#### Page text:
■ ■ ■ ■ ■ ■ ■
As much as I long for the day I get to see the world and myself be assimilated into grey gooey unity, the whole gray goo scenario is terribly implausible for the same reason why it has never happened despite having self replicating machines on earth for at least 3 billion years: it turns out that performing any kind of abrasion at that scale requires a shit tonne of energy, which entails an even larger shit tonne of heat.

Any grey goo candidates will rapidly vaporise themselves into cinders, even assuming they somehow manage to acquire the bordering-on-nuclear levels of energy density.

In reality, a crack team of specialised machines will always beat a sea of generics anyway so any swarm of artificial self replicators will inevitably balloon into a fully blown parallel ecology long before it acquired the bulk for Armagooden.

This from the PI (below); I'm afraid I'm starting to "lose the plot" on how researchers justify the value of controversial work to ethics committees & grant disbursers.
■ ■ ■ ■ ■ ■ ■
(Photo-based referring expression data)
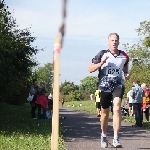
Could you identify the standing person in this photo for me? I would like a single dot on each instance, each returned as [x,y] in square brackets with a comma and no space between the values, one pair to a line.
[62,102]
[129,98]
[91,96]
[110,64]
[42,100]
[137,94]
[33,91]
[146,101]
[98,104]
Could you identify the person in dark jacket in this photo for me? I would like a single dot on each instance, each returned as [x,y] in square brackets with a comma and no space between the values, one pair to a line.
[41,100]
[33,91]
[137,94]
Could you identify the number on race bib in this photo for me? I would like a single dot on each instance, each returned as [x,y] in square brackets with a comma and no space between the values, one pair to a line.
[113,71]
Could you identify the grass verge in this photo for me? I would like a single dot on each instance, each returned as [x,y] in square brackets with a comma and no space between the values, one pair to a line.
[19,132]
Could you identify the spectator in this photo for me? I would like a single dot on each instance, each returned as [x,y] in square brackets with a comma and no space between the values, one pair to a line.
[42,100]
[129,99]
[62,102]
[98,104]
[137,94]
[91,96]
[33,91]
[146,101]
[50,105]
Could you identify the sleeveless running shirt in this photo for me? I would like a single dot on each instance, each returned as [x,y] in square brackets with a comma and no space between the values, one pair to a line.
[110,73]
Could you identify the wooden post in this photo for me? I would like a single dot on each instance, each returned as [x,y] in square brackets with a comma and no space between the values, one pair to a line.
[55,118]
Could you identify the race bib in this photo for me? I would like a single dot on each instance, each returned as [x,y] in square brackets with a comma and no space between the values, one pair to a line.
[113,71]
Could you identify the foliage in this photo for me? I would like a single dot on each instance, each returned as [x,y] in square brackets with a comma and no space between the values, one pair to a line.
[45,73]
[139,56]
[89,84]
[67,87]
[73,96]
[89,106]
[20,132]
[16,54]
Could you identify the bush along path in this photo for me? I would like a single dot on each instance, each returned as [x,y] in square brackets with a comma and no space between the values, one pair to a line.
[82,132]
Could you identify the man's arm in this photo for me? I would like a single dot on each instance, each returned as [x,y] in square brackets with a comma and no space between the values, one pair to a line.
[125,70]
[93,67]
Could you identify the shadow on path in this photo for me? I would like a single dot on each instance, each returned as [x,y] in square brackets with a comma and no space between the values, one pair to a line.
[82,131]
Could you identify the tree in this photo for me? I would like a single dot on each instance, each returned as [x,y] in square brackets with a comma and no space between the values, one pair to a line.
[67,87]
[139,56]
[16,52]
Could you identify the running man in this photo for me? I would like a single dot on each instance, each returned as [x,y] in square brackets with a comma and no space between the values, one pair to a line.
[97,101]
[110,64]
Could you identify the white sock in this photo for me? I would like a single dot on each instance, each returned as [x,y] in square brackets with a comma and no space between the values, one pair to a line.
[115,137]
[103,135]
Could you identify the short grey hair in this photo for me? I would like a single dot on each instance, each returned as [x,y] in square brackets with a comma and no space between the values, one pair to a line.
[113,34]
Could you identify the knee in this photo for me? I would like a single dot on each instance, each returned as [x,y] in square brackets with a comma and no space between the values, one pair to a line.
[116,110]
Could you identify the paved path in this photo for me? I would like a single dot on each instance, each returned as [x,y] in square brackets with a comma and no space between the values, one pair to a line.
[82,132]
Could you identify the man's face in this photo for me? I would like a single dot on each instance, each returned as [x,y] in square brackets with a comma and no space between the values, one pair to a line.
[113,42]
[35,83]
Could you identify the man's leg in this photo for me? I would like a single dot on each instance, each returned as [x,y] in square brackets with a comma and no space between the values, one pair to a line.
[105,103]
[138,114]
[117,116]
[117,96]
[104,120]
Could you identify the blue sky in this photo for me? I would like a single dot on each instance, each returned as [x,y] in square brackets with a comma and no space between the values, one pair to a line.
[88,24]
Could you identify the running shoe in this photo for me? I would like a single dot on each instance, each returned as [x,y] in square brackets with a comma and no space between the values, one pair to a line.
[104,143]
[116,143]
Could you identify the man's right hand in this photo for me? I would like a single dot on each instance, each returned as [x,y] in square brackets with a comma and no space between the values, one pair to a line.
[104,58]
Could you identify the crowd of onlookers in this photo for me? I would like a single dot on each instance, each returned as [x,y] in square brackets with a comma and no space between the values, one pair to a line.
[39,100]
[137,102]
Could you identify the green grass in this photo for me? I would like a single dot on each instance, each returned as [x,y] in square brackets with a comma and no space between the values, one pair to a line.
[89,106]
[19,132]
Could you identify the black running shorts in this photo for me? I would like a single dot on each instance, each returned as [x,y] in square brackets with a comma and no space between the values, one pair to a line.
[107,97]
[98,105]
■ ■ ■ ■ ■ ■ ■
According to the passage about the gray goo scenario, for how long have self-replicating machines existed on earth?

At least 3 billion years.